- Aim of the task -
Copy the items word for word, beginning at the line that contains "of the <item>vertical" and continuing through the line that contains "M0 150L9 150L7 0L0 0Z", with both of those lines included. Omit the pictures from your copy.

- Provided material -
───

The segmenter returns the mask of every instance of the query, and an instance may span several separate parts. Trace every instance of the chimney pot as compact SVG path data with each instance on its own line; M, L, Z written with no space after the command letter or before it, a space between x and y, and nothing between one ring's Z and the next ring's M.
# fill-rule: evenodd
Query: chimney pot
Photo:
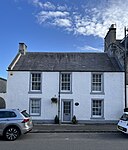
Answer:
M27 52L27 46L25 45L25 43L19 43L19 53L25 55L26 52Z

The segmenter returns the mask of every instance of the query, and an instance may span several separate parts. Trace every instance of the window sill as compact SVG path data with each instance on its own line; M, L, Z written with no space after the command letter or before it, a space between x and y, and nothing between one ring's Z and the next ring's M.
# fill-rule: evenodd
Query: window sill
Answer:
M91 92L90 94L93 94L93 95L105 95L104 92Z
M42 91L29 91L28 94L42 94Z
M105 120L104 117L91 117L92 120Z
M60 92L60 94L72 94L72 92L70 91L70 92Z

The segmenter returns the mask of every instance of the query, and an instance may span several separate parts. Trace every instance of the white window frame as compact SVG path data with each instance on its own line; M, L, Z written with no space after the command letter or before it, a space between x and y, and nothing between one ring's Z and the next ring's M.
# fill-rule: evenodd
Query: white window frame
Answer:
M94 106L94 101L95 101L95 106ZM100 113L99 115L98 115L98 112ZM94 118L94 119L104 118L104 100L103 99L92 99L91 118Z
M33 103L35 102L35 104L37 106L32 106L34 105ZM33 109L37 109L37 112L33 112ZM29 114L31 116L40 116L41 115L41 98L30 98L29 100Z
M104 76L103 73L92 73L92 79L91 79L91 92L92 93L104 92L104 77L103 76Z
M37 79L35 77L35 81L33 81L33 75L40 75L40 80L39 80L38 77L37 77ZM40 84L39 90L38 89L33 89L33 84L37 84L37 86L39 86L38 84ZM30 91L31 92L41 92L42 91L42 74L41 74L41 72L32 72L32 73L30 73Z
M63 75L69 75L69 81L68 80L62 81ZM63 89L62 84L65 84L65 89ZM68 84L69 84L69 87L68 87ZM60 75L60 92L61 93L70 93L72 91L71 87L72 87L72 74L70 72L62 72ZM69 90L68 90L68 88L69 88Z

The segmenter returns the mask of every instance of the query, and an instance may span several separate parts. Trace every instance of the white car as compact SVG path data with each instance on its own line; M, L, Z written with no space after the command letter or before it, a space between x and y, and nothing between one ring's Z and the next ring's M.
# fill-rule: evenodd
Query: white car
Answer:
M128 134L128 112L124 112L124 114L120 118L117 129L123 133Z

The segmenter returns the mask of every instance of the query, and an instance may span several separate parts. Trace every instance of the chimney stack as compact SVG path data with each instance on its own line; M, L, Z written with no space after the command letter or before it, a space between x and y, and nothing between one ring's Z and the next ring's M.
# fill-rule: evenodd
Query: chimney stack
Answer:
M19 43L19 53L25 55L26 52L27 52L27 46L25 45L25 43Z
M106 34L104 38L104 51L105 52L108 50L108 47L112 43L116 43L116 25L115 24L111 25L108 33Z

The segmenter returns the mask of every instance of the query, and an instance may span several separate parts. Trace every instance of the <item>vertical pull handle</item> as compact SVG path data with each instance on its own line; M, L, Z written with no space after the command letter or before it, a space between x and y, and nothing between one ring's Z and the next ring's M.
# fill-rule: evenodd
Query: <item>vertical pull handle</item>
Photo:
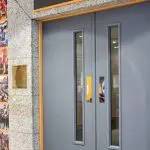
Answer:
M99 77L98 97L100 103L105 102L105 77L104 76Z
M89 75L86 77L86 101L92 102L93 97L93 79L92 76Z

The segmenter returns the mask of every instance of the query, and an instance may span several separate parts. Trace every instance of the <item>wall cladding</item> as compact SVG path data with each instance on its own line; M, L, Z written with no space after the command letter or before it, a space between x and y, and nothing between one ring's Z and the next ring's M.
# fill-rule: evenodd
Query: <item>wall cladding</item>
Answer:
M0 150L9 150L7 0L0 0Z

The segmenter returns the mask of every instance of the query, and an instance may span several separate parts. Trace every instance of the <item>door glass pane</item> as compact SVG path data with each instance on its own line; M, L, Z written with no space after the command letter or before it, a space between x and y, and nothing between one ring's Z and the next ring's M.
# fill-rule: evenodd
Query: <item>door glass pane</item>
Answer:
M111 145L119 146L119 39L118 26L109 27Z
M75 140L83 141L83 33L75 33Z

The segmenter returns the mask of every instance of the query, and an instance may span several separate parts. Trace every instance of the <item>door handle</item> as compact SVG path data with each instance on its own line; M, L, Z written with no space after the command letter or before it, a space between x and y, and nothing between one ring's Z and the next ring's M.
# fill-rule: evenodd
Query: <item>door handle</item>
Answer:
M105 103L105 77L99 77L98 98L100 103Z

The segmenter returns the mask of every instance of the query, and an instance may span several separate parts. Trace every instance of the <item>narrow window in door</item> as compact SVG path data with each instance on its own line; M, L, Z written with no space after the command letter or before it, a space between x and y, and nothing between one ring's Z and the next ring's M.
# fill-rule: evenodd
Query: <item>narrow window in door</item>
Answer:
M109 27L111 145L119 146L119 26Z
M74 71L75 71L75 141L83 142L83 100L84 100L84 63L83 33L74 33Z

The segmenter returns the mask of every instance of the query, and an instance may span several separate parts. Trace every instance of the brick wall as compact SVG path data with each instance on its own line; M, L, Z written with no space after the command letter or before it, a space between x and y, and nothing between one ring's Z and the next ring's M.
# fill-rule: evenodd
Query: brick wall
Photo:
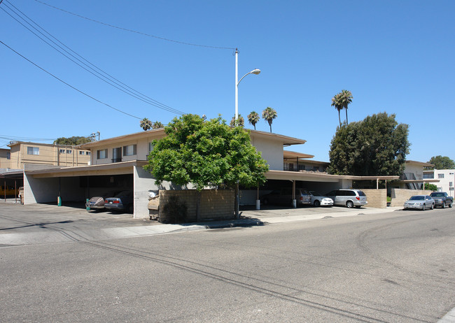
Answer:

───

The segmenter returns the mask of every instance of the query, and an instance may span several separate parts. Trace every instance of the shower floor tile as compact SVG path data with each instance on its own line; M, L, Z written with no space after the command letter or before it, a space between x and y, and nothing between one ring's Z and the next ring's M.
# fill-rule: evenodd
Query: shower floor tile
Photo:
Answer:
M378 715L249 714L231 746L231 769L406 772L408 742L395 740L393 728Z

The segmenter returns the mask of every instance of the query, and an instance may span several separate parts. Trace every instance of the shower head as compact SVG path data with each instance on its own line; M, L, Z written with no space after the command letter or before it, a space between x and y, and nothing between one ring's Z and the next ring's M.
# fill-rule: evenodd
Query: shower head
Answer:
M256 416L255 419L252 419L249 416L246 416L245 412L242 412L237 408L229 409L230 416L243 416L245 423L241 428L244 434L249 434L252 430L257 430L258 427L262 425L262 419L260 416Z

───

- Exercise output -
The segmenter returns the mask of every instance of the query, and an instance may span several separate parts. Trace every instance of the <item>vertical pull handle</item> as compact SVG path data with each instance on its own line; M, L, Z written with no space after the command letter or before it, a space between x and y, and nothing between one ring's Z and the next ring's M.
# fill-rule: evenodd
Query: <item>vertical pull handle</item>
Photo:
Answer:
M99 77L98 97L100 103L105 102L105 77L104 76Z
M89 75L86 77L86 101L92 102L93 97L93 79L92 76Z

The segmenter returns the mask of every instance of the query, and an instance may span several separate parts. Trace every instance of the <item>wall cladding</item> as compact SVG path data with each instance on its own line; M, L, Z written with no space after the command letter or before it, a space between x and y, and nothing between one ring's Z and the next ring's M.
# fill-rule: evenodd
Query: <item>wall cladding</item>
Answer:
M0 150L9 150L7 0L0 0Z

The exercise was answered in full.